Once more, print the records exactly as given.

>>>>

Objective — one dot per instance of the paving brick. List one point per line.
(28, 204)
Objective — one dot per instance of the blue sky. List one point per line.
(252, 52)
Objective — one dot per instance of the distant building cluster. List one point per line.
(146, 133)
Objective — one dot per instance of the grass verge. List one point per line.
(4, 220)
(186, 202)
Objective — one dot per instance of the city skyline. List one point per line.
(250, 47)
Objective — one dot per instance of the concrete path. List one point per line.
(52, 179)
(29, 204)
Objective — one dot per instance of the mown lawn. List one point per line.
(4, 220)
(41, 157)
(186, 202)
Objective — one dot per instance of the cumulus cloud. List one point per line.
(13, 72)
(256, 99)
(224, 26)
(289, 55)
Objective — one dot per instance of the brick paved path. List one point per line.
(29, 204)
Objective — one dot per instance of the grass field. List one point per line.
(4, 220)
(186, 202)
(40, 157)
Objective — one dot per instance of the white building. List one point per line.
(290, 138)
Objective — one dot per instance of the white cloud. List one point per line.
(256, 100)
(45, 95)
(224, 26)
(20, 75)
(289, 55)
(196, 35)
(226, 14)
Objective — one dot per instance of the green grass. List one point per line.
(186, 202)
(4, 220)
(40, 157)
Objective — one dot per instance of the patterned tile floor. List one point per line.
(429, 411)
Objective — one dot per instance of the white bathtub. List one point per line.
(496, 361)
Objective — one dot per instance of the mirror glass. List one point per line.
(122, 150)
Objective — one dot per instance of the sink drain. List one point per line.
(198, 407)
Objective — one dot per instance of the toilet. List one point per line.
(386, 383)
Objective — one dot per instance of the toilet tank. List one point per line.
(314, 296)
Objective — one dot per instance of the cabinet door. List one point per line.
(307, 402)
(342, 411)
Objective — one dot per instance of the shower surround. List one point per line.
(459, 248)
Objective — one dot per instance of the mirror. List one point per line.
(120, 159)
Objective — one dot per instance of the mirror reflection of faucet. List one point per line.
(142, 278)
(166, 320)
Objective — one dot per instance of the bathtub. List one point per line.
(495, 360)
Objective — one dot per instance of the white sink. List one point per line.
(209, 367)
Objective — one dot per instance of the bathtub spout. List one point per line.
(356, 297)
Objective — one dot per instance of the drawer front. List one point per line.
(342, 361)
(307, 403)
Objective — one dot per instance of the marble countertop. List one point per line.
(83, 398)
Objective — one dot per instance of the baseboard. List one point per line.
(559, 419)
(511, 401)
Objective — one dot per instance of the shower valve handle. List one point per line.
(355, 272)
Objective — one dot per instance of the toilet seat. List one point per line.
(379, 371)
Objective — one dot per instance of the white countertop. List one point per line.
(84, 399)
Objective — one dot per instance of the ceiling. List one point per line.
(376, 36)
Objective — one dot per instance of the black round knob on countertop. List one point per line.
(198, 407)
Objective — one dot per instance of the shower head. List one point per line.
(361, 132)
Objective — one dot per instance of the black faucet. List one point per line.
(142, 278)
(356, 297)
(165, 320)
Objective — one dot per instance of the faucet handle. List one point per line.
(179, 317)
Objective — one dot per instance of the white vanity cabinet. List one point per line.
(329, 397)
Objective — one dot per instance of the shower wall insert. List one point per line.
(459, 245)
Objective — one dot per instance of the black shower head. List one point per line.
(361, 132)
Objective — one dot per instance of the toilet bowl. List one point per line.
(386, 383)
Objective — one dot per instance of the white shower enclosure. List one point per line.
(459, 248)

<<<<

▸ **RESULT**
Objective — one dot per instance of the paving brick. List one point per line.
(28, 204)
Objective — one dot per instance of the blue sky. List one point per line.
(252, 52)
Objective — one dot per instance of the distant building cluster. List one point per line.
(146, 133)
Objective — one dot per instance of the grass verge. List one point per line.
(4, 220)
(186, 202)
Objective — one dot per instance of the city skyline. List one point per line.
(250, 47)
Objective — one dot per instance of the concrete path. List one point per line.
(52, 179)
(29, 204)
Objective — one dot per instance of the mown lawn. List one point per line.
(4, 220)
(41, 157)
(186, 202)
Objective — one dot per instance of the cumulus cloud. List one point per line.
(13, 72)
(256, 99)
(224, 26)
(289, 55)
Objective — one dot per instance of the brick paved path. List one point per line.
(29, 204)
Objective — one dot per instance of the grass field. List one point per line.
(4, 220)
(186, 202)
(40, 157)
Objective — one dot per instance of the white building. List one point per line.
(290, 138)
Objective — one dot per instance of the white cloud. List one point per line.
(256, 100)
(45, 95)
(224, 26)
(20, 75)
(289, 55)
(196, 35)
(226, 14)
Objective — one dot per instance of the green grass. List one point per line.
(186, 202)
(4, 220)
(40, 157)
Objective — one dot per instance of the patterned tile floor. List one point per line.
(429, 411)
Objective — one dot per instance of the white bathtub. List one point per line.
(496, 361)
Objective — one dot per instance of the mirror glass. List one point per line.
(122, 150)
Objective — one dot per instance of the sink drain. List one point per line.
(198, 407)
Objective — one dot per instance of the toilet. List one point per line.
(386, 383)
Objective — one dot per instance of the toilet tank. List one point per line.
(314, 296)
Objective — one dot per instance of the cabinet door. List one point per line.
(307, 402)
(342, 411)
Objective — one dot per instance of the shower surround. List one point per line.
(459, 248)
Objective — one dot per instance of the mirror. List one point per line.
(120, 159)
Objective — one dot per instance of the mirror reflection of faucet. List one point per line.
(142, 278)
(166, 320)
Objective — one dot per instance of the bathtub. List one point per line.
(495, 360)
Objective — one dot per instance of the white sink. List one point per line.
(209, 367)
Objective — one dot per instance of the bathtub spout. List one point per line.
(356, 297)
Objective — one dot per instance of the drawer front. List one point per line.
(342, 361)
(307, 403)
Objective — one dot per instance of the marble countertop. List one point per line.
(83, 398)
Objective — one dot per instance of the baseboard. List one point per line.
(559, 419)
(511, 401)
Objective — one dot per instance of the shower valve handle. List one point per line.
(355, 272)
Objective — one dot per instance of the toilet seat. List one point per line.
(379, 371)
Objective — one dot per instance of the white countertop. List one point per line.
(84, 399)
Objective — one dot per instance of the ceiling. List one point per line.
(376, 36)
Objective — one dot per instance of the black round knob on countertop. List one point per line.
(198, 407)
Objective — one dot per instance of the shower head. List one point per line.
(361, 132)
Objective — one dot per instance of the black faucet. List one point per line.
(142, 278)
(356, 297)
(165, 320)
Objective — one dot per instance of the faucet handle. List one point per line.
(179, 317)
Objective — one dot per instance of the white vanity cabinet. List one point per line.
(329, 397)
Objective — one dot per instance of the shower wall insert. List one point per line.
(459, 245)
Objective — one dot per instance of the black shower head. List one point per line.
(361, 132)
Objective — one dot per instance of the toilet bowl. List one point per line.
(386, 383)
Objective — one dot per instance of the white shower enclosure. List one point per line.
(459, 248)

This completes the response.